→ **Task requirements**: Every entry below should be transcribed exactly; pictures stay out of the copy.

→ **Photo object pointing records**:
----
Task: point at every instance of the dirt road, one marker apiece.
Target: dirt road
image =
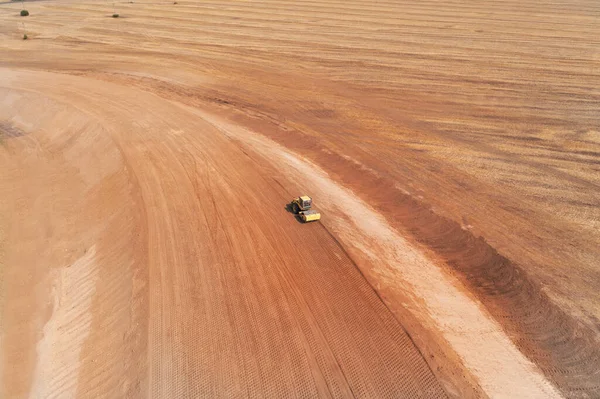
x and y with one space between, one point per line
145 248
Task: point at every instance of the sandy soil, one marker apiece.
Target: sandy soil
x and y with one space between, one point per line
453 149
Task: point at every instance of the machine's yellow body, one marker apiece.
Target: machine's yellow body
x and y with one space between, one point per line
301 207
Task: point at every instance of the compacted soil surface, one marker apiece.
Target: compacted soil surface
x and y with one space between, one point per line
453 149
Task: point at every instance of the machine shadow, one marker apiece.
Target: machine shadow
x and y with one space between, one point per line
288 208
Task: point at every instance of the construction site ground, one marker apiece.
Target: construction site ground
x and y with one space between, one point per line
146 161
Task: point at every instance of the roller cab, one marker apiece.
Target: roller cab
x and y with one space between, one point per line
301 206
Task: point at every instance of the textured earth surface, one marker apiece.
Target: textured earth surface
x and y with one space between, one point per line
146 161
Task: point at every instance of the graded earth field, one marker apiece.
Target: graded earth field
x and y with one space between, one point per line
453 149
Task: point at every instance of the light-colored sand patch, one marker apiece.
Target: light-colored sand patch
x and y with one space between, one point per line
58 352
434 297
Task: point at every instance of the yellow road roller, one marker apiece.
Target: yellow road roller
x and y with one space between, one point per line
301 207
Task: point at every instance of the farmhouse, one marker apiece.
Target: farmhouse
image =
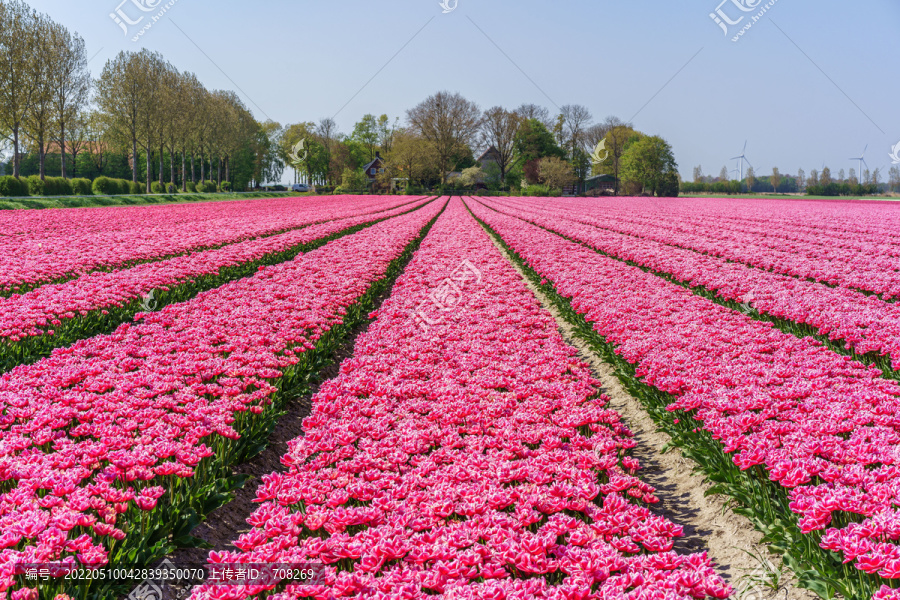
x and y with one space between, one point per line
374 168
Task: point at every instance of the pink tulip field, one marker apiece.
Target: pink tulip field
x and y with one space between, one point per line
461 447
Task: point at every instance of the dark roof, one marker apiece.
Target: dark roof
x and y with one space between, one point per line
602 178
378 160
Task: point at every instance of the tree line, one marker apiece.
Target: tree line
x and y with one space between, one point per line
----
→ **Solution to the problem**:
Task: point at every instance of the dirt road, one marker apiece.
Target: dirt road
image =
x and y with one space between, one point per line
145 248
Task: point at every instance of the sandy soil, one marker apiece.
Target: sandy soil
x and y with one space between, one point per line
453 149
Task: point at every instance of the machine's yellow body, one marker apiece.
Target: machine's yellow body
x and y with one space between, one point per line
301 207
Task: point at every instance of the compacted soil surface, one marker apiece.
Target: compacted soil surface
x and y with one space between, one point per line
453 149
Task: point at every instance of the machine shadow, one marker apiece.
Target: machine shadow
x and y with one space between, one point per line
288 208
Task: point at every instance of the construction site ground, one marker apiece.
Target: construction site ground
x and y with one space between, one point per line
146 161
Task: point at every instance of the roller cab, one marker apiece.
Target: roller cab
x and y with one space between, one point per line
301 206
Task: point at every instance of the textured earth surface, one marker apiece.
Target: textured earth surface
x and y with one space between, one point per line
146 161
Task: point at every instance of the graded earth field, one marker apiece.
Target: graded earth field
x and y with one space between, one point per line
453 149
Task: point at every instance of the light-colored sand patch, one marker apiece.
Target: light-colored sand patch
x and y with one space between, one point per line
58 352
434 297
Task: point at every instance of the yellow road roller, one marker apiece.
Target: yellow road roller
x and y with one space between, one point per line
301 207
Task: point at every instance of the farmhouse, one marker apiece.
Target: farmhouse
image =
x and y with one space between, one point per line
374 168
Task: point at every instance of the pink tulip field, one marker apiece.
Target: pink tulip field
x and y with one space between, one point per line
461 447
Task: point at every instance of the dark roof, one marker apiece.
Target: dark roof
x and y with one space between, one point per line
602 178
378 160
Task: point at every instance of the tree line, one marker apiece.
Target: tree line
x and y with one space between, one point per line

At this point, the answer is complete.